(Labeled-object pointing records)
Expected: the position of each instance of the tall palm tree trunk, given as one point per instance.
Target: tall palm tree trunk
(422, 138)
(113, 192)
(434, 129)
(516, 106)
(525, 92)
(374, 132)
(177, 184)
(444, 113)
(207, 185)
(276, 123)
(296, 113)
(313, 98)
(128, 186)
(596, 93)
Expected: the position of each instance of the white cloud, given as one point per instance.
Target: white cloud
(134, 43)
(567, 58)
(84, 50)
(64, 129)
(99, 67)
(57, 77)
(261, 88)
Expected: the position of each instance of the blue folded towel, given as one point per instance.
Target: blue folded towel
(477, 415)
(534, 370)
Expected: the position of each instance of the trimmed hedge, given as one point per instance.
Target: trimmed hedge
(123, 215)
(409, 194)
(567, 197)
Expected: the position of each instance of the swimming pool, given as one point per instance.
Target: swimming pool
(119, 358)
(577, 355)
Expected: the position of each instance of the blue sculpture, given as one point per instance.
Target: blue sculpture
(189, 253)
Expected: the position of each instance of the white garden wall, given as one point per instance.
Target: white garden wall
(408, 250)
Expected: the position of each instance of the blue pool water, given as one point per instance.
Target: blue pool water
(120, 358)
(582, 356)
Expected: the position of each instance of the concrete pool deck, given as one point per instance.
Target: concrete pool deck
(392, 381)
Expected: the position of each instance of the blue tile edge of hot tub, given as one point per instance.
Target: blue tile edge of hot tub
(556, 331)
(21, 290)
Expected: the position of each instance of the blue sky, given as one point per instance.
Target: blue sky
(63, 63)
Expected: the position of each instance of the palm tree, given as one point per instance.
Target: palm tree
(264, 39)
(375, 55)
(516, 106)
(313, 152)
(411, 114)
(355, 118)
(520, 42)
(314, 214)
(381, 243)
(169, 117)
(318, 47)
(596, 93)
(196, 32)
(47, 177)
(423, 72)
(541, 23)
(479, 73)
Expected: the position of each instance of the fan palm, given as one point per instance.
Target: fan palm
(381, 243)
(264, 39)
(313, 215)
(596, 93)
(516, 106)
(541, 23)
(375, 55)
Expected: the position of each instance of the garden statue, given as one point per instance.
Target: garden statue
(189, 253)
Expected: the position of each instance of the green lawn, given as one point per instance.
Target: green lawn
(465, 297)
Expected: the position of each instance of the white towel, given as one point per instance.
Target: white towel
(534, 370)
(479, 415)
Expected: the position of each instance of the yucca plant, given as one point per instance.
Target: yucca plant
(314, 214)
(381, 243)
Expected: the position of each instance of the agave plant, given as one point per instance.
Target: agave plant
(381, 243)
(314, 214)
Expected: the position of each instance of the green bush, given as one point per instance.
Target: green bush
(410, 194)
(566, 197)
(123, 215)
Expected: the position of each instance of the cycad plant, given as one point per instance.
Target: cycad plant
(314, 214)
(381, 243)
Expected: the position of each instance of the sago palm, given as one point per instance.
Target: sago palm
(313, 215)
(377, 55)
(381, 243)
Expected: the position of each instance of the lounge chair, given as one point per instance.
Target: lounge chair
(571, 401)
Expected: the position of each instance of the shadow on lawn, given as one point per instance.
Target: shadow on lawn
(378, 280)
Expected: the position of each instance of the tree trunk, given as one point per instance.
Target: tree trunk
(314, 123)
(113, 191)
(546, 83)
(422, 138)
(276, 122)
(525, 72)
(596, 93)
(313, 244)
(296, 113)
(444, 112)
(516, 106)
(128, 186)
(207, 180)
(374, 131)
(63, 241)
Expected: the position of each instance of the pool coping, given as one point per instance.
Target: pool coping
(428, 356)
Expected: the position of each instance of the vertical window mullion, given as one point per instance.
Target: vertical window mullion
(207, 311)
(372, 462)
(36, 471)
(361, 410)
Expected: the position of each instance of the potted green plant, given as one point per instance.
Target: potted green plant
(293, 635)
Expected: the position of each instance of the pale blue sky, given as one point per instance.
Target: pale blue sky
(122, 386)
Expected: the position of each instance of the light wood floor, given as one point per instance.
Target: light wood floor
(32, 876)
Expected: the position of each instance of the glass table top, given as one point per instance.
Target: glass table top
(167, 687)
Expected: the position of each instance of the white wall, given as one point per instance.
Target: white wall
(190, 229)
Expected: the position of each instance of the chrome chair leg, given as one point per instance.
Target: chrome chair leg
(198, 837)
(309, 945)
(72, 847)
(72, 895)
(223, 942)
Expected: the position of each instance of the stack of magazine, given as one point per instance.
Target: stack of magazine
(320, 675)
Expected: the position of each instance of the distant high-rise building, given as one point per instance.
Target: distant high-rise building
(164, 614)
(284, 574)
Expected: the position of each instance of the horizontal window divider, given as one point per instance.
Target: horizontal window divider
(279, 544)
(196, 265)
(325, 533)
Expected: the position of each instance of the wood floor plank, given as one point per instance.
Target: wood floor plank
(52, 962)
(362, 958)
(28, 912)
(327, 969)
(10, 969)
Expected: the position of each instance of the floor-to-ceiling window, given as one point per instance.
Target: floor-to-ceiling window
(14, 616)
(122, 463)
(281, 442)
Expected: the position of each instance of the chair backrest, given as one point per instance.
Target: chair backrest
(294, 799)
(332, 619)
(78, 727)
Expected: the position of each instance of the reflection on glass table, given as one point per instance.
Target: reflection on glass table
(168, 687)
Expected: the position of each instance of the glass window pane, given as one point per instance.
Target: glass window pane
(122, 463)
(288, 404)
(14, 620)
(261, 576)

==

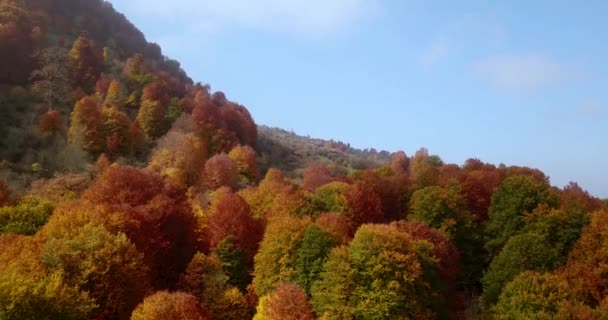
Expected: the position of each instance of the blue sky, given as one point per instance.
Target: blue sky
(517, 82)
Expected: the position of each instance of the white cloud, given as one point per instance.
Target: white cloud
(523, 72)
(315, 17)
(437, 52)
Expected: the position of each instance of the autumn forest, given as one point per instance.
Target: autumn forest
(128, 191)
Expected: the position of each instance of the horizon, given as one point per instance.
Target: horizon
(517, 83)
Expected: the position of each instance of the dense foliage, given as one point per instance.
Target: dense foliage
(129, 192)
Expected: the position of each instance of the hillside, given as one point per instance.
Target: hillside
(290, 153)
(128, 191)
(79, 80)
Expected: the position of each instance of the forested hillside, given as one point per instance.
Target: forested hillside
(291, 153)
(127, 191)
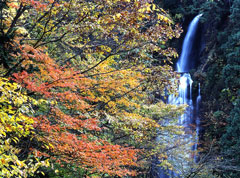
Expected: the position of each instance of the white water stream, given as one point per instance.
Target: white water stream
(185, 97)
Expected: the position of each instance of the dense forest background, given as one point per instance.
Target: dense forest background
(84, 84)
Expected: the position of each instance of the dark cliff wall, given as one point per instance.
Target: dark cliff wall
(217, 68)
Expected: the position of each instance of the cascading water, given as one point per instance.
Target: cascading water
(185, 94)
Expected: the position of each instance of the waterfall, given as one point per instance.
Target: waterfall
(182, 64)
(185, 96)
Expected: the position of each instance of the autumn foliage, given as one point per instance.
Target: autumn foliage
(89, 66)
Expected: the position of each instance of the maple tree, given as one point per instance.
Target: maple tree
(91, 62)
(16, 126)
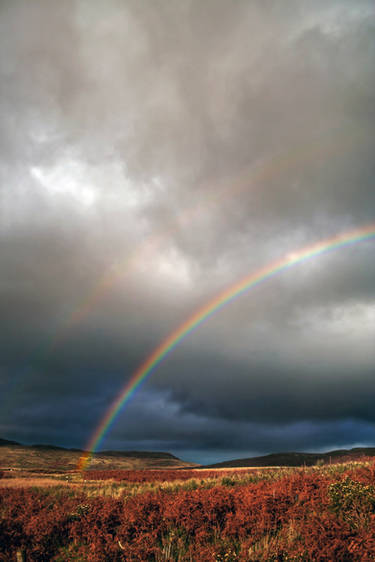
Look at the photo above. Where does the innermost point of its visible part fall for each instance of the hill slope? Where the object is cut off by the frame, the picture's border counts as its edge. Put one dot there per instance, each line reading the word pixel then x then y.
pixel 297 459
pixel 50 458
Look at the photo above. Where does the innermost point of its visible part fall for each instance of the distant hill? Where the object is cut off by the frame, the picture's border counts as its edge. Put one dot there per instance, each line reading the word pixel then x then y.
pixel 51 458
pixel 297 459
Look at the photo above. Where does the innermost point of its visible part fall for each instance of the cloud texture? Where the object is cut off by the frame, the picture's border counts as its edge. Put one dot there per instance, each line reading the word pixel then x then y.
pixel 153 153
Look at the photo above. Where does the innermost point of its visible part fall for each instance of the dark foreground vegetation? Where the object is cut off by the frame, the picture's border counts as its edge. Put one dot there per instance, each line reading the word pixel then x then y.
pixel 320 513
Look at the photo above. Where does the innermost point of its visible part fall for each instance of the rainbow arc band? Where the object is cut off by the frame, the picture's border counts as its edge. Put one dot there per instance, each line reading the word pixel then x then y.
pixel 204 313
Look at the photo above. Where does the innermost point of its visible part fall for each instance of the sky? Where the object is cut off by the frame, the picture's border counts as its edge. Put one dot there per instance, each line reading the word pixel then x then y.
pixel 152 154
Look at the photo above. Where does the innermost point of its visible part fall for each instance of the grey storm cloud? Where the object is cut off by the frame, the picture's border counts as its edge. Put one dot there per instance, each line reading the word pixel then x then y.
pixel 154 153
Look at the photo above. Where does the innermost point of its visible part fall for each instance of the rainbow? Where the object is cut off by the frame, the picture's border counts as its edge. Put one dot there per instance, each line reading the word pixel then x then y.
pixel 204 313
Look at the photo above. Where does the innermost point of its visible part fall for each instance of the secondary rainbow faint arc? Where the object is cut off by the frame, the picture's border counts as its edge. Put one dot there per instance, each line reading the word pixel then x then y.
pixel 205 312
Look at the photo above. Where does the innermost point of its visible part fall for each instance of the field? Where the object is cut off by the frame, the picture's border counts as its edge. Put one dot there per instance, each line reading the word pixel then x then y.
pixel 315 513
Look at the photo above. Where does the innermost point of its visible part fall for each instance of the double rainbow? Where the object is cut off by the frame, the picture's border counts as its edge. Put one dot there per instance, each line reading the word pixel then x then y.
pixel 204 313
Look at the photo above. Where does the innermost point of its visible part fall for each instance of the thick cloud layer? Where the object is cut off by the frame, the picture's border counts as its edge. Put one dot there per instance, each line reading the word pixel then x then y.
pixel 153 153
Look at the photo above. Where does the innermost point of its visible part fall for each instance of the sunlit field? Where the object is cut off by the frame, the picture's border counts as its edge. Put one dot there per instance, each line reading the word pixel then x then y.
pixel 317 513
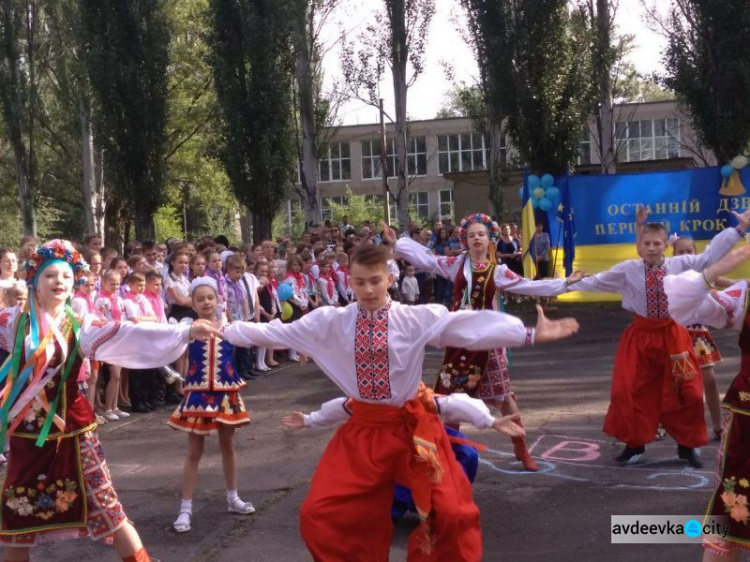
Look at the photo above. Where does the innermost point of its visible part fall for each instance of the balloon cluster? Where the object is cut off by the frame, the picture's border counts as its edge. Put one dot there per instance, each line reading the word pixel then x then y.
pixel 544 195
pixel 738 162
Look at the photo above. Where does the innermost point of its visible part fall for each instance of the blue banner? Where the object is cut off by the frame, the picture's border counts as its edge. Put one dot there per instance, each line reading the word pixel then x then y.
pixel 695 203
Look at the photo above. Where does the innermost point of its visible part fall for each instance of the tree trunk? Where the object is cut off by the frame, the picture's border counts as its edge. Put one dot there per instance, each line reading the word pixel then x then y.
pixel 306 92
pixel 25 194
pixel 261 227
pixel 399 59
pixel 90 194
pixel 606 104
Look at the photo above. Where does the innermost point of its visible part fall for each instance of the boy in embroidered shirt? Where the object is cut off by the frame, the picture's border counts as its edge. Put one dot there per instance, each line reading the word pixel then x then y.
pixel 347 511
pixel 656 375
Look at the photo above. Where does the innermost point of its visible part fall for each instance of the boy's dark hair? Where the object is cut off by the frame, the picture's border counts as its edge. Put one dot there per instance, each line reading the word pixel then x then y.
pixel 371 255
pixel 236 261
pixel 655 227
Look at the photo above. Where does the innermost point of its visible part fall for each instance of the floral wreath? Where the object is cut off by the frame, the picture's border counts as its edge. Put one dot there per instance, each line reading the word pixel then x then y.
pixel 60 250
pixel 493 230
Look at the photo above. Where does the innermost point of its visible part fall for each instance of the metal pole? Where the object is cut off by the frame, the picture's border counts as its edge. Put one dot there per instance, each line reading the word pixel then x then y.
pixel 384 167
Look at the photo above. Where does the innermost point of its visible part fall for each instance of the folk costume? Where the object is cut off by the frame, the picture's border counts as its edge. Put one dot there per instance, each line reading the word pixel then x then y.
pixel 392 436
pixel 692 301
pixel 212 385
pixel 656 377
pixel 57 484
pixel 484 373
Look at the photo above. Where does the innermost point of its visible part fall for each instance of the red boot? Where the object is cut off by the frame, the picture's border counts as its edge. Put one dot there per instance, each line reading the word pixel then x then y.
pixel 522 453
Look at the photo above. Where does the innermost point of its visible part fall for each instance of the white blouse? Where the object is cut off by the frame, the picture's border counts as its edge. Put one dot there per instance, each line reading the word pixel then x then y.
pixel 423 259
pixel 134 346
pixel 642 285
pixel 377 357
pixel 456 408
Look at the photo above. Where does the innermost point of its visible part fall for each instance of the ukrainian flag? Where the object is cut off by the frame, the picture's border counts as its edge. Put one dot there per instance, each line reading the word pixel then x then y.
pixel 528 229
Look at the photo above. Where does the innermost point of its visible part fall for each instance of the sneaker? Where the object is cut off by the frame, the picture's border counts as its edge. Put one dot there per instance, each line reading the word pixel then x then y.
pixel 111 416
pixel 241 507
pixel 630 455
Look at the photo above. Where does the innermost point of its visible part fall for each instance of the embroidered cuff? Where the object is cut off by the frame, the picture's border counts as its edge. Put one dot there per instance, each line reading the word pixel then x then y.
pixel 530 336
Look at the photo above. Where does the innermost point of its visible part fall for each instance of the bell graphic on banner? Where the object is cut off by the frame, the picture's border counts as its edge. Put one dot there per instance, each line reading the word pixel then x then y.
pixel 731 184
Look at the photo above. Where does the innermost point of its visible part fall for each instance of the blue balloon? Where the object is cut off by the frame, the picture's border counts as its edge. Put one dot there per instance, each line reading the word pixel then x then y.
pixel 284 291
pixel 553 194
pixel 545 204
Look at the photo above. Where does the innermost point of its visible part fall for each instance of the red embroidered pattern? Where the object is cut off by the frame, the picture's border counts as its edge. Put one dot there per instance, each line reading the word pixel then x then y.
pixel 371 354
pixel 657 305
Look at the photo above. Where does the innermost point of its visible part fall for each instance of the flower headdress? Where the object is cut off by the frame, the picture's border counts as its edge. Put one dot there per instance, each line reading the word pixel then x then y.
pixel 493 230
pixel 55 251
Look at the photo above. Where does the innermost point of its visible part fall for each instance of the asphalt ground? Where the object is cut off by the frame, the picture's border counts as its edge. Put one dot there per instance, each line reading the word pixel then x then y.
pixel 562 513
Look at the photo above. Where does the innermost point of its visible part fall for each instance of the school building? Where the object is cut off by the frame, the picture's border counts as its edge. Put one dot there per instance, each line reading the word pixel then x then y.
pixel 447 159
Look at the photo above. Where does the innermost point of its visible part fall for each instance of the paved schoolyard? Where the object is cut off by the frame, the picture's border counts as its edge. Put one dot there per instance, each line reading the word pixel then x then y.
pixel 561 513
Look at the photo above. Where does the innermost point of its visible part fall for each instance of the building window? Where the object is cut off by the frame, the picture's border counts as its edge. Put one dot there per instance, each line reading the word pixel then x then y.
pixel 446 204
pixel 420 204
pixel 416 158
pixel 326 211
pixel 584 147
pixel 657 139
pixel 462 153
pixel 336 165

---

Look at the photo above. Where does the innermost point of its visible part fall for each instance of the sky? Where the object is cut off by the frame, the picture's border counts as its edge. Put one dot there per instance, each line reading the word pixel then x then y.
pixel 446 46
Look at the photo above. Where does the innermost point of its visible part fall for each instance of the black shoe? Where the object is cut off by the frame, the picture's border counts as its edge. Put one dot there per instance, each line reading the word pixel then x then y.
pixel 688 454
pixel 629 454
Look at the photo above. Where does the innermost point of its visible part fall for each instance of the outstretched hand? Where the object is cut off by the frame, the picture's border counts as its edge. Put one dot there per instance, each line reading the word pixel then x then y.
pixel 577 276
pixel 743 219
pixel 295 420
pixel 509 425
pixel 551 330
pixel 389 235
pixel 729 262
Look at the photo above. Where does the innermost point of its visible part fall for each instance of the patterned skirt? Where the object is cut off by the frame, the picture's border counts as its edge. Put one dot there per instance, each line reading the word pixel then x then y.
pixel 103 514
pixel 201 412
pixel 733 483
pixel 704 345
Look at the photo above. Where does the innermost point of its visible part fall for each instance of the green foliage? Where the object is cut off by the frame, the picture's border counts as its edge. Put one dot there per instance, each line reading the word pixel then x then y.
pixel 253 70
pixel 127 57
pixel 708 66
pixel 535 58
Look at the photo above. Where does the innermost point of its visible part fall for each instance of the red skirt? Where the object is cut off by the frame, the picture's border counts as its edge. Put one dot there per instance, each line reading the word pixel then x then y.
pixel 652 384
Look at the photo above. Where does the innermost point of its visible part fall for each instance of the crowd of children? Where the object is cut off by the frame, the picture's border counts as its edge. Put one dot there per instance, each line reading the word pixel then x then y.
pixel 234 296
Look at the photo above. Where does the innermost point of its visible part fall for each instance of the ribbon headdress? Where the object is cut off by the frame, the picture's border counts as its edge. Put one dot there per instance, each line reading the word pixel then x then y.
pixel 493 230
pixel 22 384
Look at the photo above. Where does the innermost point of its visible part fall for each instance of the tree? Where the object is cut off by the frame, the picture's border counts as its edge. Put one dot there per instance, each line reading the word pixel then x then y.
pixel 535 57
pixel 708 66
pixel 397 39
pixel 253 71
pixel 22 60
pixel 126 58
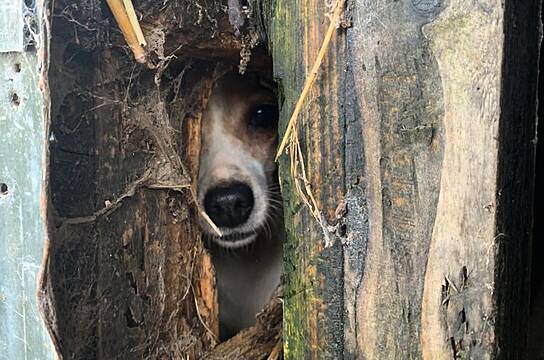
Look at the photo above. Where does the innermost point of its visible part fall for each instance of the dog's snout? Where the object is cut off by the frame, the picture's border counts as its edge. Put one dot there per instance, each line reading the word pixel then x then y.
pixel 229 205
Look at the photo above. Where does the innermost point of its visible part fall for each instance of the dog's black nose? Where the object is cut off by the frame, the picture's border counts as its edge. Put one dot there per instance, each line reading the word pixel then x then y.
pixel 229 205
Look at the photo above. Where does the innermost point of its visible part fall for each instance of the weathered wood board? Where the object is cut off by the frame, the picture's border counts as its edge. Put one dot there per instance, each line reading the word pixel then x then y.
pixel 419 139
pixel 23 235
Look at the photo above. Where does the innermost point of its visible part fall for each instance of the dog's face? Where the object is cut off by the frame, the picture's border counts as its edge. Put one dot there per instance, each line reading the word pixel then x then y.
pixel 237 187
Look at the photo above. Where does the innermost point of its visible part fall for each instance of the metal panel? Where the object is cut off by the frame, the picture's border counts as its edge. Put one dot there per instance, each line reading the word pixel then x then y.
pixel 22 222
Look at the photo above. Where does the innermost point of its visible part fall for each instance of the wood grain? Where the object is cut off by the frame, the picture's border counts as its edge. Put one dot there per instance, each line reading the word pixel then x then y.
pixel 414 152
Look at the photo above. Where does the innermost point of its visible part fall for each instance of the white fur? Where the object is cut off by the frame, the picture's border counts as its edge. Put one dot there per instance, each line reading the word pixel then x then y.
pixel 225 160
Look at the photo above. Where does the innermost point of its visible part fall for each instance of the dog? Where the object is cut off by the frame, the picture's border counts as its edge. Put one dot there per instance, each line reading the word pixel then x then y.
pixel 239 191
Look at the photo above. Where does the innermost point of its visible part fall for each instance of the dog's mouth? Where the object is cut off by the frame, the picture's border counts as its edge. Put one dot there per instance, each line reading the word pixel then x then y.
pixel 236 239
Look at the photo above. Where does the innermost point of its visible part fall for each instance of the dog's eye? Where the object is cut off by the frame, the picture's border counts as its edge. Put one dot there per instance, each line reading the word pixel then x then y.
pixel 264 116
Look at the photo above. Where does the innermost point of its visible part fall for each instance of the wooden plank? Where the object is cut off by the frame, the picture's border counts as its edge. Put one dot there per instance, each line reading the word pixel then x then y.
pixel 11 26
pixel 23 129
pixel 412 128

- What to work on:
Can you retype, word for word, everything in the records from the line containing "the red boot?" down to the line containing "pixel 522 453", both of those lines included?

- Answer to this problem:
Look at the photo above. Where does the innermost point of its visible part fall for each instance of the red boot? Where the object is cut off by the frame, the picture's border counts as its edge. Put one dot there per instance, each line reading the word pixel then x then y.
pixel 522 453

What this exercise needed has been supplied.